• _Podane dane_

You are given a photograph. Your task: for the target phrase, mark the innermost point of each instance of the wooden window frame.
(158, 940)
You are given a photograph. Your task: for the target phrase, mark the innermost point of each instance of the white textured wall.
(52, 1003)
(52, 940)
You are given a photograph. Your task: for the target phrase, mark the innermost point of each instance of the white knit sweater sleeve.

• _Polecenie do wykonania_
Powtórz dosłownie wszystkie powyższe dane, wiersz po wierszu, bez żadnych zmian.

• _Poprawna odpowiedź_
You are given a photograph. Your task: for the target phrase, mark the innermost point of each instance of the wooden window frame.
(158, 940)
You are given a photograph. Your task: for the target phrase, mark the innermost point of each instance of the white textured wall.
(52, 1003)
(52, 940)
You are given a photograph. Your task: for the target phrase, mark the innermost point of each instance of the white knit sweater sleeve.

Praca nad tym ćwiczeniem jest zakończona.